▶ Passage provided
Our appropriate-arrangement analysis is focused not on the proposal as a whole, but rather on the portion that we have found affects a management right – Section 4(B).[39]  In determining whether a proposal is an arrangement, the Authority has considered the effects that the exercise of management rights may have on employees’ lives outside of the workplace.[40]  The Authority also has recognized that an agency’s unilateral decision to relocate an employee adversely affects the relocated employee.[41]  Consistent with these principles, we find that Agency decisions to terminate remote‑work agreements and direct employees to report in‑person to an Agency office indefinitely – which may include relocation and disruption of daily lives arranged contingent on remote work – adversely affects those employees.  Further, because Section 4(B) only applies to those employees whose remote-work agreements are terminated by the Agency, we find it is narrowly tailored to apply only to employees who are adversely affected by management’s exercise of its rights.  Therefore, we find Section 4(B) is an arrangement.

▶ Instruction A
In the passage on Section 4(B), why is the section found to be narrowly tailored?
The passage above has no connection to the records that follow it.

▶ The data

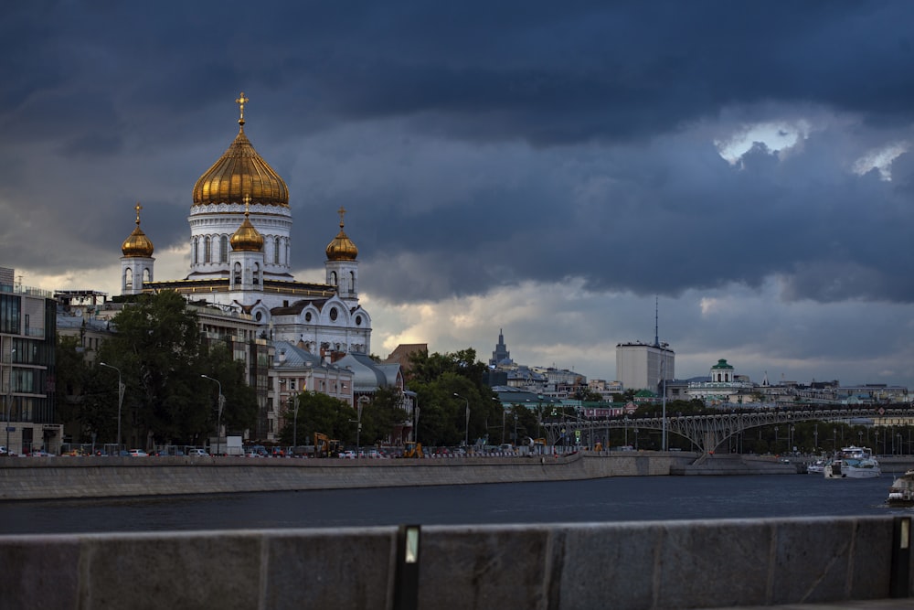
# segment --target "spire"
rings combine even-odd
[[[235,100],[235,103],[239,105],[239,110],[240,111],[240,116],[238,119],[238,124],[241,125],[241,129],[244,129],[244,104],[250,102],[248,98],[244,97],[244,91],[241,91],[241,95]]]
[[[660,347],[660,299],[654,297],[654,347]]]

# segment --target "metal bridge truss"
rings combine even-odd
[[[775,423],[825,421],[841,422],[853,418],[866,418],[874,422],[895,419],[910,422],[914,410],[902,408],[844,407],[839,409],[784,409],[751,411],[740,413],[715,413],[712,415],[667,416],[666,432],[687,438],[701,453],[712,452],[728,438],[750,428],[760,428]],[[643,417],[637,419],[584,420],[569,417],[562,422],[544,422],[546,440],[550,445],[574,444],[579,438],[587,446],[593,446],[598,440],[609,438],[610,430],[620,428],[634,430],[664,429],[664,418]]]

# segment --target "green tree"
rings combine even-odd
[[[378,388],[362,409],[362,444],[387,442],[390,432],[409,419],[398,388]]]
[[[244,385],[243,369],[231,361],[227,350],[203,348],[197,316],[187,310],[180,294],[163,291],[140,295],[112,323],[116,333],[101,345],[98,361],[116,367],[126,386],[124,442],[145,447],[152,437],[155,444],[202,444],[215,433],[218,419],[218,388],[201,380],[204,374],[222,384],[227,399],[223,421],[229,427],[252,423],[256,401]],[[106,367],[96,367],[90,390],[116,388],[116,375]],[[109,401],[116,413],[116,392],[106,403]],[[97,425],[96,413],[89,415]]]
[[[297,416],[295,405],[298,406]],[[286,405],[285,425],[280,430],[280,439],[283,444],[313,444],[314,433],[320,433],[355,444],[356,424],[350,420],[356,418],[356,410],[348,402],[321,392],[303,391]]]

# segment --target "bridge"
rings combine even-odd
[[[895,419],[910,423],[914,420],[914,409],[908,405],[890,406],[841,406],[811,407],[808,405],[768,409],[746,410],[741,412],[720,412],[707,415],[667,415],[665,429],[667,433],[678,434],[692,442],[696,451],[707,454],[715,451],[732,436],[752,428],[761,428],[777,423],[795,423],[797,422],[824,421],[837,422],[855,418],[887,421]],[[659,430],[664,428],[663,417],[616,418],[608,420],[586,420],[567,417],[562,422],[544,422],[547,444],[560,444],[562,440],[574,431],[580,431],[581,443],[593,446],[600,438],[609,438],[610,430],[632,428],[632,430]]]

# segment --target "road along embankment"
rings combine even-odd
[[[795,473],[773,460],[687,452],[379,460],[28,457],[0,460],[0,500]]]
[[[37,457],[0,460],[0,500],[570,481],[669,475],[688,453],[341,460]]]

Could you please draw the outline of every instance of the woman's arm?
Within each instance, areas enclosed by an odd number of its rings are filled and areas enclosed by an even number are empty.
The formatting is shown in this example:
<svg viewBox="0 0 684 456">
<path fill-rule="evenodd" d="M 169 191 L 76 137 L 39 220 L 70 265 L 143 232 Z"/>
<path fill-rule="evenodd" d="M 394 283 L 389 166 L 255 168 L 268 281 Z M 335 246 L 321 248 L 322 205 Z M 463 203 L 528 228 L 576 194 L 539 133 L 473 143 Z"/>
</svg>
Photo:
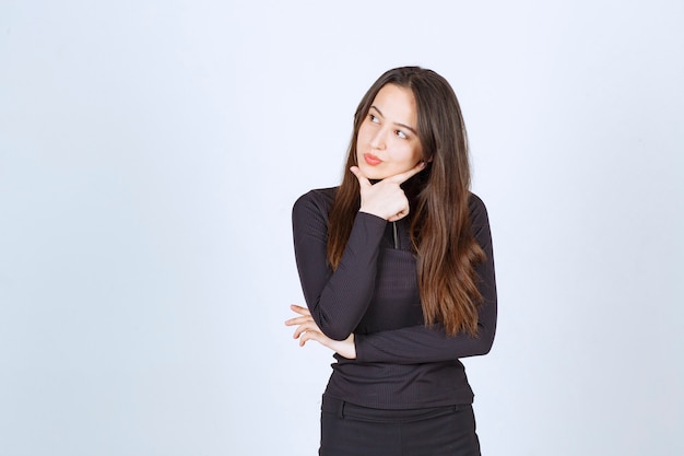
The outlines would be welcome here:
<svg viewBox="0 0 684 456">
<path fill-rule="evenodd" d="M 292 212 L 295 258 L 304 299 L 320 330 L 333 340 L 346 339 L 373 297 L 378 248 L 387 221 L 358 212 L 338 269 L 328 265 L 330 195 L 312 190 Z"/>
<path fill-rule="evenodd" d="M 387 362 L 414 364 L 440 362 L 487 353 L 496 331 L 496 278 L 494 252 L 487 211 L 480 198 L 470 200 L 471 230 L 486 255 L 486 260 L 475 267 L 483 296 L 479 309 L 477 336 L 459 334 L 447 336 L 440 325 L 423 325 L 369 335 L 355 335 L 356 360 L 359 362 Z"/>
</svg>

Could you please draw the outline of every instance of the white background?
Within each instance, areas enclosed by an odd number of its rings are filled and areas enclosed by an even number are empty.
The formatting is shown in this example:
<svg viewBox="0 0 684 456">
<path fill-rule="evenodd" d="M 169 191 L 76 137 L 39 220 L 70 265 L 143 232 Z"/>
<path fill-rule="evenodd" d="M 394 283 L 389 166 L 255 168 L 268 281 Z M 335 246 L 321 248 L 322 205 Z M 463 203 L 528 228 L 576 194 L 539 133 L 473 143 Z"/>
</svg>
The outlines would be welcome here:
<svg viewBox="0 0 684 456">
<path fill-rule="evenodd" d="M 385 70 L 446 77 L 487 203 L 483 454 L 681 455 L 684 3 L 0 5 L 0 456 L 314 455 L 294 200 Z"/>
</svg>

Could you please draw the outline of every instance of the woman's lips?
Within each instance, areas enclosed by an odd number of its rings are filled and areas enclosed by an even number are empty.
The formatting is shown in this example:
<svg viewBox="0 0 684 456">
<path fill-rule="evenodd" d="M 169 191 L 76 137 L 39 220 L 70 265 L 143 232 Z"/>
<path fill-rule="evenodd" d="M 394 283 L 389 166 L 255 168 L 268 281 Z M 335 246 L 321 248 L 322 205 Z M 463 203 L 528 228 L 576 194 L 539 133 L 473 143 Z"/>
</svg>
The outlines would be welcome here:
<svg viewBox="0 0 684 456">
<path fill-rule="evenodd" d="M 368 163 L 370 166 L 376 166 L 379 165 L 382 161 L 380 159 L 378 159 L 377 156 L 375 156 L 372 153 L 365 153 L 364 154 L 364 160 L 366 161 L 366 163 Z"/>
</svg>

▶ Instruction B
Return each line of the records that contains the string "woman", treating uppercase and lowercase as different.

▶ Right answer A
It applies only to those employees whose remote-work agreements are terminated by the Agency.

▶ Right answer B
Could you please draw the outline of every instance of the woman's arm?
Could you please draw the outline of every instance of the woman's lips?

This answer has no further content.